Selected extract:
The purpose of repegging the dollar to gold would be to remove what is euphemistically called "monetary policy" (a more sinister description would be "legalized counterfeiting") from politics and special-interest corruption as much as possible. People laud the current Fed as being "independent," but of course that is absurd. The Fed as it currently operates is clearly a cartelization device that shoves new money into the pockets of rich bankers, and that allows the government to finance massive deficits much more cheaply than would otherwise be possible.

"So You Want the Government to Set Prices?"

Related to the above criticism, some purists also ask, "Why don't you favor a market-driven price for the dollar and for gold? Just let supply and demand determine prices, not some rigid number picked out of a hat by the politicians."

This objection sounds plausible at first, but it too misses the mark. If the Fed were to say, "We are now announcing a new policy objective of maintaining the price of gold at $2,000 per ounce, from now until the end of time, and we will begin accumulating stockpiles of gold to reassure investors that we will be able to maintain the target," this would not be analogous to the federal government saying, "We are establishing a minimum price of labor at $7.25 per hour."

Under a genuine gold standard, when the Fed "sets" the dollar price of gold it isn't threatening people with fines or jail time if they want to trade gold at a different price. Rather, the Fed (or the government in general, if there were no central bank) would adjust the quantity of dollars in existence to maintain the target. If the forces of supply and demand were such that the market price of gold had drifted upward to, say, $2,025 per ounce, then the Fed (assuming a $2,000 target) would need to sell off some of its gold holdings,[1] which would (1) flood the market with more gold and (2) shrink the amount of dollars in the financial system. This contractionary policy would push down the price of gold toward the peg of $2,000.

On the other hand, nobody would be so foolish as to sell his gold for less than $2,000 per ounce, if the Fed (or the Treasury) had a standing invitation for anyone to trade in an ounce of gold in exchange for $2,000 in Federal Reserve notes. Why sell your gold to another private citizen for (say) $1,950 an ounce, when the US government stands prepared to buy unlimited quantities of gold at a fixed price of $2,000 per ounce?

Finally, a critic could (and actually did, on my blog) ask how this arrangement differs from the current one? After all, right now Bernanke "sets" interest rates, but not through literal price controls. Instead, the Fed adjusts the quantity of reserves in the banking sector such that the "market-determined" federal funds rate is close enough to the Fed's target for this interest rate. So isn't this basically the same thing as the gold standard, with a different "good" serving as the monetary commodity?

There are two problems with this sophisticated objection. First, in the current system the Fed has a moving federal-funds target. At best, then, it would be analogous only if the Federal Open Market Committee said after each meeting, "We are now setting the target price of gold at such-and-such dollars. However, if unemployment begins rising and core CPI is under 2 percent, we will begin raising the target price of gold in $10 increments over the next few meetings." That system would be nothing like the classical gold standard.

Records:
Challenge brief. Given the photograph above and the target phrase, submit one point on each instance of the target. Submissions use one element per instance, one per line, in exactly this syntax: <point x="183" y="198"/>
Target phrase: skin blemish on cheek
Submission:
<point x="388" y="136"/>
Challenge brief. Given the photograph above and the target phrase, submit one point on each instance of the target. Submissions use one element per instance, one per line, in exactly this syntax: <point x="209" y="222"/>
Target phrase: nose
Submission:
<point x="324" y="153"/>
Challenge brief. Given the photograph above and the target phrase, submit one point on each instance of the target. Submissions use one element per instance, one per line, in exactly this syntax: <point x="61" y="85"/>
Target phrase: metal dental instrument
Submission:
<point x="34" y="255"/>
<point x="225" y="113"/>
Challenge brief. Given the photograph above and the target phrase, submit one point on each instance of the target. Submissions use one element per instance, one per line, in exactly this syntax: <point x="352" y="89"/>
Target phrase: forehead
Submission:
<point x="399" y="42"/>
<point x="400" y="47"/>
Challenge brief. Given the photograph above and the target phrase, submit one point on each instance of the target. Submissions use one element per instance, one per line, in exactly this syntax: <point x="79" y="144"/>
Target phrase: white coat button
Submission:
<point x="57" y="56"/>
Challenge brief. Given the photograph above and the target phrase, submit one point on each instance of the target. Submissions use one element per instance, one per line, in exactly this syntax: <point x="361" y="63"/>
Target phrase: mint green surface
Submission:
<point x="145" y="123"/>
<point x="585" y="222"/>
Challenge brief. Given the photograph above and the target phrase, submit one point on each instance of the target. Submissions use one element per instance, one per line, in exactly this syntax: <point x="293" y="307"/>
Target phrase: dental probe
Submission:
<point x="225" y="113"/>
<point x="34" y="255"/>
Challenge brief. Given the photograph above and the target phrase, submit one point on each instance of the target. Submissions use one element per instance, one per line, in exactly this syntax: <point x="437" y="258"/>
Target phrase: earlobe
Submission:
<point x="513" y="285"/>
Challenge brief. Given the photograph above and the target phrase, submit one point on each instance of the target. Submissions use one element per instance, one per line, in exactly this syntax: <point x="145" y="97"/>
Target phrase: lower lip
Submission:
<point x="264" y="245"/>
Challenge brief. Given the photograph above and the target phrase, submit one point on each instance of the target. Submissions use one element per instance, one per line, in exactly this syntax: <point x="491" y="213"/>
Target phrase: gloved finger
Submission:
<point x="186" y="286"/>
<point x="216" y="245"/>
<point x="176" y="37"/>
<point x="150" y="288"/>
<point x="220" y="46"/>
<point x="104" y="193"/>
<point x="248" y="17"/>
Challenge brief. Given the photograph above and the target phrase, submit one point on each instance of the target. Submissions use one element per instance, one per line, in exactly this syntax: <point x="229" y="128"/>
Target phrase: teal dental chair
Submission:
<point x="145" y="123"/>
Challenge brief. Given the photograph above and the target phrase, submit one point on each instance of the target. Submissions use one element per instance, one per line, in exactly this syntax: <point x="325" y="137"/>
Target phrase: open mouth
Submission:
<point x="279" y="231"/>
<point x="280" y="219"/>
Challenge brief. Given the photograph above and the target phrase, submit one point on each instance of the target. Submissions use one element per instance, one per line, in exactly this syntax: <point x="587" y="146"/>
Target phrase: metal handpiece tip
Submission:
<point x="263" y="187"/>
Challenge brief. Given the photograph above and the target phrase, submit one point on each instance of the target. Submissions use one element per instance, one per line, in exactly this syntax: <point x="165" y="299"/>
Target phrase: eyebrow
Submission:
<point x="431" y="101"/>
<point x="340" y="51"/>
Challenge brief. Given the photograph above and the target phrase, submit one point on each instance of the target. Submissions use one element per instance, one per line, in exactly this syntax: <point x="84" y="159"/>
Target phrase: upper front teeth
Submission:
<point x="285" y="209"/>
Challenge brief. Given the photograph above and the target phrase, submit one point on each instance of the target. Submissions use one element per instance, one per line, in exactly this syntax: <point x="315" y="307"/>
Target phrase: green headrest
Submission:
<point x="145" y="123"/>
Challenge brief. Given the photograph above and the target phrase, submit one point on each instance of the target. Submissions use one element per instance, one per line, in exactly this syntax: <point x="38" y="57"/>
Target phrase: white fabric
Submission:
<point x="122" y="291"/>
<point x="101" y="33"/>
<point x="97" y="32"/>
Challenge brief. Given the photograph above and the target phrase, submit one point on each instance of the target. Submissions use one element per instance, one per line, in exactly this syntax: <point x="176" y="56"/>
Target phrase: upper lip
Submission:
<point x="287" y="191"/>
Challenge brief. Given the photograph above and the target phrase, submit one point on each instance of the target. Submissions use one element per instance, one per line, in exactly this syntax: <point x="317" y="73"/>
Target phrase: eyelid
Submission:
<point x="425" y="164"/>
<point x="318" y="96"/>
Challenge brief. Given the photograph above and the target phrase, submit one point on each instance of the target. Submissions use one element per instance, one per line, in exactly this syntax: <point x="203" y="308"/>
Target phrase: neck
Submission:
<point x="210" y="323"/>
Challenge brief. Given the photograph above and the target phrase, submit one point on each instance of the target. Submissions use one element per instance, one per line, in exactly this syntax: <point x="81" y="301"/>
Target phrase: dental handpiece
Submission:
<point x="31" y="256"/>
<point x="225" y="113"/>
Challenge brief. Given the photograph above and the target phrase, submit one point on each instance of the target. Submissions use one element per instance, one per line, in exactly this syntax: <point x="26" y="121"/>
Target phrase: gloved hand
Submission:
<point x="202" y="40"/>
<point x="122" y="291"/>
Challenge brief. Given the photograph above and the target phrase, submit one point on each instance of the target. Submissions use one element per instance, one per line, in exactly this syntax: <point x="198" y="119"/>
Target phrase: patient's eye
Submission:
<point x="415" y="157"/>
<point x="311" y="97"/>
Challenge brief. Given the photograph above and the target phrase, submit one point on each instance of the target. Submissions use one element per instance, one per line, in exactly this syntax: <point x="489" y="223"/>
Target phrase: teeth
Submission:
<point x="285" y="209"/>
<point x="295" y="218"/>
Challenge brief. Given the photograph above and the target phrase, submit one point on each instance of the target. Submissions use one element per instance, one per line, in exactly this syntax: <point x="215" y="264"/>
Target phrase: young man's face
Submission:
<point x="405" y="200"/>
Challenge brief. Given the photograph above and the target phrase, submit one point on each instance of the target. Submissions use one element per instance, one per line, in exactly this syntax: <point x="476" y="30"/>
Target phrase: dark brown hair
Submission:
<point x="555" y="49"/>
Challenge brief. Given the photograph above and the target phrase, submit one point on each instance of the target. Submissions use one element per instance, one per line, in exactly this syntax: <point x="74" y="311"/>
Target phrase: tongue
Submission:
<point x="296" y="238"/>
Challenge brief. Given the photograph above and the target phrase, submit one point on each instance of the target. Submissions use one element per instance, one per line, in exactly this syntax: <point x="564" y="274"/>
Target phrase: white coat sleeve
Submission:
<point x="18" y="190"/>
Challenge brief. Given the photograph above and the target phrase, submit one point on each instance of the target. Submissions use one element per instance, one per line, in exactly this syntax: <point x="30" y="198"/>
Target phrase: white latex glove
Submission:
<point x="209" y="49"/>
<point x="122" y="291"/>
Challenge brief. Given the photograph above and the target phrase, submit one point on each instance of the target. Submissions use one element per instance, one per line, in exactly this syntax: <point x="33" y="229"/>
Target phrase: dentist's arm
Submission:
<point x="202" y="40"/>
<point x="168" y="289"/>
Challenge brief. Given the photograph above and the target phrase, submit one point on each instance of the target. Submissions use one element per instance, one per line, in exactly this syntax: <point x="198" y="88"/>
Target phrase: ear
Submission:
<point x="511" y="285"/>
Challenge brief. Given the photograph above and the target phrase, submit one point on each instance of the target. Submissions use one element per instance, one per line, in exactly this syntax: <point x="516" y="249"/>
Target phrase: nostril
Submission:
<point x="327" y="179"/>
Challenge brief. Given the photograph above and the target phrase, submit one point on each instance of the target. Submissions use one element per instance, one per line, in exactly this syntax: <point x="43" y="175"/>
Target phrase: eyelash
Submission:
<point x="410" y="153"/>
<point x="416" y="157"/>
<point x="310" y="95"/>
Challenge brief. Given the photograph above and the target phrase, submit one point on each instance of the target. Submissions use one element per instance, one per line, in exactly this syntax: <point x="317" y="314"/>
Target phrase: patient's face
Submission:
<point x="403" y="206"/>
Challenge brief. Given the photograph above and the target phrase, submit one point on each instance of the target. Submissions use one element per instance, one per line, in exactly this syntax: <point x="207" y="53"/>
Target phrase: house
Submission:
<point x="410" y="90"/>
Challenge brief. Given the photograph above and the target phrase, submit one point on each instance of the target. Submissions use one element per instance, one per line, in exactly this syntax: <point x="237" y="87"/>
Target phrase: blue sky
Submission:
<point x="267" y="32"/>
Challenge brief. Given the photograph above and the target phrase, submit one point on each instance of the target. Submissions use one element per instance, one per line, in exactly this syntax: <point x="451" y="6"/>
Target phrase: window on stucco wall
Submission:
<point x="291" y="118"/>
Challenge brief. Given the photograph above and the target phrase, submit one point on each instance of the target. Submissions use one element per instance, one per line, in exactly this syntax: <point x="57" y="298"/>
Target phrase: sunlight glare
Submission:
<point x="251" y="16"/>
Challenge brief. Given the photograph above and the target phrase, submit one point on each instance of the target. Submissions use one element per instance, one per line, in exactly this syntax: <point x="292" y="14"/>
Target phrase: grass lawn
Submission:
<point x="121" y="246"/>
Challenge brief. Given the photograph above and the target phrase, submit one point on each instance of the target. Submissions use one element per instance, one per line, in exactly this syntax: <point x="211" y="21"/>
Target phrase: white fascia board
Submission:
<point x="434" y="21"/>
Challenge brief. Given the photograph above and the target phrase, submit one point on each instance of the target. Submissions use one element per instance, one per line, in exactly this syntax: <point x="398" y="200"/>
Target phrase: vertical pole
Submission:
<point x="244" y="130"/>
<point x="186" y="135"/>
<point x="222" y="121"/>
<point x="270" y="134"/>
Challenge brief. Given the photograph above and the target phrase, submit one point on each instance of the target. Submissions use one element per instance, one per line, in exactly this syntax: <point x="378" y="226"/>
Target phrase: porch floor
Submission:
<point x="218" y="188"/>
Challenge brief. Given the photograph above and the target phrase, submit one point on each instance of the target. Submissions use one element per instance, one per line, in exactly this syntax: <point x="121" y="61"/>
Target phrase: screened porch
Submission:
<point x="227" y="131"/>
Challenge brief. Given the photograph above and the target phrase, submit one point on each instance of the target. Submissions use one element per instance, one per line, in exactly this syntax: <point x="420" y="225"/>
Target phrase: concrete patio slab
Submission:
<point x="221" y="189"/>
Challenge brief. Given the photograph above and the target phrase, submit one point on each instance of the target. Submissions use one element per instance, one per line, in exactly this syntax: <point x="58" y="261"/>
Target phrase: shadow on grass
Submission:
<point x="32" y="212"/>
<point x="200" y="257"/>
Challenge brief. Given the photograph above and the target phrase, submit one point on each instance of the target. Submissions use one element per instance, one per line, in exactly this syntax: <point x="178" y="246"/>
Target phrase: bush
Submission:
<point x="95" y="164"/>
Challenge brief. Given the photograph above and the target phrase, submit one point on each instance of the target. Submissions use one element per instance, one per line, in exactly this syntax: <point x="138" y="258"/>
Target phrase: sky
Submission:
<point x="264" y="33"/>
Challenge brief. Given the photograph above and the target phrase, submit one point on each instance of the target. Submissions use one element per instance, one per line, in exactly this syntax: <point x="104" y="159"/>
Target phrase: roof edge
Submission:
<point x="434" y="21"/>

Problems to solve:
a. Reproduce the part of the gold standard essay from "Finally, a critic" down to "the monetary commodity?", swapping "Bernanke" for "the Fed chairman".
b. For each statement, say yes or no according to the gold standard essay, and quote the words that decide it.
(i) With a $2,000 target, a market price of $2,025 per ounce would lead the Fed to sell some of its gold.
(ii) Under the current system, the Fed's federal-funds target stays fixed.
(iii) Under a genuine gold standard, the Fed would threaten fines or jail time for trading gold at a different price.
c. List every distinct dollar amount in the gold standard essay.

Final results:
a.
Finally, a critic could (and actually did, on my blog) ask how this arrangement differs from the current one? After all, right now the Fed chairman "sets" interest rates, but not through literal price controls. Instead, the Fed adjusts the quantity of reserves in the banking sector such that the "market-determined" federal funds rate is close enough to the Fed's target for this interest rate. So isn't this basically the same thing as the gold standard, with a different "good" serving as the monetary commodity?

b.
(i) Yes: "the Fed (assuming a $2,000 target) would need to sell off some of its gold holdings"
(ii) No: "in the current system the Fed has a moving federal-funds target"
(iii) No: "it isn't threatening people with fines or jail time if they want to trade gold at a different price"

c.
$2,000
$7.25
$2,025
$1,950
$10